THE PROBLEM
Rewrite everything from the start of the entries down to the line containing "[1164, 272]", inclusive, keeping every request line unchanged but scaling each point coordinate in the answers by 0.25, rounding to whole numbers with halves rounded up.

Excerpts of pointing data:
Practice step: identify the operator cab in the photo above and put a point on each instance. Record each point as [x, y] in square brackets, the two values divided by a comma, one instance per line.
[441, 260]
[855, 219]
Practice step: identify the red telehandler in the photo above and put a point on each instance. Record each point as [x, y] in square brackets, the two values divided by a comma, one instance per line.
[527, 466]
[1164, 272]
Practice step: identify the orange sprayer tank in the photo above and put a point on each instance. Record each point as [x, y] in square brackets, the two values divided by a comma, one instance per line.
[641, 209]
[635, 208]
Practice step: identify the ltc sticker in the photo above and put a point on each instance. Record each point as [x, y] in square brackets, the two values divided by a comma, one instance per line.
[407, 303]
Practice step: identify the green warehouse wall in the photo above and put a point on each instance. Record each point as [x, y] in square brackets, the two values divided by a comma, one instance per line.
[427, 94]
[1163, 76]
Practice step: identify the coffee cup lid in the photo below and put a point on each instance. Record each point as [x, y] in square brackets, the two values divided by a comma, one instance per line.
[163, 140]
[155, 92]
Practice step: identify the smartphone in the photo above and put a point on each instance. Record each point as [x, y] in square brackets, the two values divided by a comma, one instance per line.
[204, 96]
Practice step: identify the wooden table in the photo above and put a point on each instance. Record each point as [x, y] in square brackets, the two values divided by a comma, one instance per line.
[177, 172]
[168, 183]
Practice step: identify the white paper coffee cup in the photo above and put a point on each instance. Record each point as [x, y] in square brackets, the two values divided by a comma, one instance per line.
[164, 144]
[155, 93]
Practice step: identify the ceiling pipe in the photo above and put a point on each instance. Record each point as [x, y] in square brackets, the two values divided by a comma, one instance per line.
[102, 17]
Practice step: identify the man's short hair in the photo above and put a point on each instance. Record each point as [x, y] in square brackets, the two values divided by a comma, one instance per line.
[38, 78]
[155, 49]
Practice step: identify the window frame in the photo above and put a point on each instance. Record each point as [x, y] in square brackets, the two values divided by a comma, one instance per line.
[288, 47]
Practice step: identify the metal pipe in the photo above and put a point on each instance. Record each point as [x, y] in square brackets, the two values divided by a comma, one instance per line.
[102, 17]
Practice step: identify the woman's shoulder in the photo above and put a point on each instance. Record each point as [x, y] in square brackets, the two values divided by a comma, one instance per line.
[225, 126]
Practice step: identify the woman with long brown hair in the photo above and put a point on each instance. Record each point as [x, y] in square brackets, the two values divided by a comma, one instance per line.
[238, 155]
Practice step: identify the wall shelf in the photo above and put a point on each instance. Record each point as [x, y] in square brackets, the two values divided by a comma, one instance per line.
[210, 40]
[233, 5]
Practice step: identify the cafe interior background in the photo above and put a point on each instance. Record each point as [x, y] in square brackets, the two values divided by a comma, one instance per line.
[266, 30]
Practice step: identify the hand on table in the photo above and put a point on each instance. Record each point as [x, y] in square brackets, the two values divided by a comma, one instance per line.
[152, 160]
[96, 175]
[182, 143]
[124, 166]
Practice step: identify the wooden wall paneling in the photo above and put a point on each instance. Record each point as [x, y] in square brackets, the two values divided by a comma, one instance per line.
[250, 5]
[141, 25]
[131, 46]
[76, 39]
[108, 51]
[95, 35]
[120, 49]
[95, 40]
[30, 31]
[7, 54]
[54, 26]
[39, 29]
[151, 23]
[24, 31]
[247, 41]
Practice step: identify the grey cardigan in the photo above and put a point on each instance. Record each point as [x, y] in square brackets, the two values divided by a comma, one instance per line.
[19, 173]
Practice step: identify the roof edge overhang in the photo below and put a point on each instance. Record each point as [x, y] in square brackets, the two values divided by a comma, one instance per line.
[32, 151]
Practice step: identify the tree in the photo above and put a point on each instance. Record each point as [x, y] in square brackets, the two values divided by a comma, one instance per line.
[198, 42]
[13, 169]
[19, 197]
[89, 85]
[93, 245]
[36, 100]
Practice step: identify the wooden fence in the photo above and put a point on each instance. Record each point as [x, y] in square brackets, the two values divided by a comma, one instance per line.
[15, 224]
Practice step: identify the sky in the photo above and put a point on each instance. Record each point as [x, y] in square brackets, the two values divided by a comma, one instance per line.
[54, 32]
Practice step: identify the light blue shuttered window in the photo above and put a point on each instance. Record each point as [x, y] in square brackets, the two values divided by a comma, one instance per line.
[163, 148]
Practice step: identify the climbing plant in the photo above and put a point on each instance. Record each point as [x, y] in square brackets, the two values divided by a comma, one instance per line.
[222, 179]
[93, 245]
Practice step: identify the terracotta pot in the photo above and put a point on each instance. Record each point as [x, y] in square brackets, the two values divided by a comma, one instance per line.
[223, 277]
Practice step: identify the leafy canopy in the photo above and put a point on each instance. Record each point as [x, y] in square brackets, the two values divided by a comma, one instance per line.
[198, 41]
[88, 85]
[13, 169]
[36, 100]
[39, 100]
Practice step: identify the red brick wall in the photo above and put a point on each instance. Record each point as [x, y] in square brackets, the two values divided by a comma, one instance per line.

TASK OUTPUT
Practice step: identify the operator cab in the photo above and put a point on each instance. Record each point as [x, y] in square brackets, the two values divided by a comma, one instance per line.
[110, 65]
[214, 55]
Practice step: identify the red telehandler in the photo above and put a point on each instance. Record each point as [x, y] in square brackets, the two values divided by a comma, one instance per line.
[132, 117]
[291, 68]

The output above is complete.